**Written instruction 1**: Reproduce the financial statement note from "Material estimates that" up to and including "for significant properties.".

BASIS OF FINANCIAL STATEMENT PRESENTATION
The financial statements have been prepared in conformity with generally
accepted accounting principles. In preparing the financial statements,
management is required to make estimates and assumptions that affect the
reported amounts of assets and liabilities as of the date of the statement of
condition and revenues and expenses for the period. Actual results could differ
significantly from those estimates.
Material estimates that are particularly susceptible to significant change in
the near-term relate to the determination of the allowance for loan losses and
the valuation of real estate acquired in connection with foreclosures or in
satisfaction of loans. In connection with the determination of the allowances
for loan losses and other real estate owned, management obtains independent
appraisals for significant properties.

**Exercise material**:
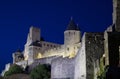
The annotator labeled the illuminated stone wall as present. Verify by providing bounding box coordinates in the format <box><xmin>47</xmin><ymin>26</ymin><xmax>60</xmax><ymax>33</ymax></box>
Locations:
<box><xmin>51</xmin><ymin>57</ymin><xmax>75</xmax><ymax>79</ymax></box>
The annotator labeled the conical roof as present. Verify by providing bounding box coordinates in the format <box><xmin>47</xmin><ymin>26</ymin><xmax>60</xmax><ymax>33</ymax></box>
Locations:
<box><xmin>66</xmin><ymin>18</ymin><xmax>80</xmax><ymax>31</ymax></box>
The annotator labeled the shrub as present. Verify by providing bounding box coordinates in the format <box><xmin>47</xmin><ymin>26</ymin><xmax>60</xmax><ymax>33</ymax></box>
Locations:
<box><xmin>30</xmin><ymin>64</ymin><xmax>51</xmax><ymax>79</ymax></box>
<box><xmin>4</xmin><ymin>64</ymin><xmax>23</xmax><ymax>77</ymax></box>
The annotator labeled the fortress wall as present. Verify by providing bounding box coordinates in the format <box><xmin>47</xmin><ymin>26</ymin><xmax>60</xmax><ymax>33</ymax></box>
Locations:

**Written instruction 2**: How many lines in the entries contain the string "annotator"? Case counts. Reply with the number alone.

**Solution 1**:
Material estimates that are particularly susceptible to significant change in
the near-term relate to the determination of the allowance for loan losses and
the valuation of real estate acquired in connection with foreclosures or in
satisfaction of loans. In connection with the determination of the allowances
for loan losses and other real estate owned, management obtains independent
appraisals for significant properties.

**Solution 2**: 4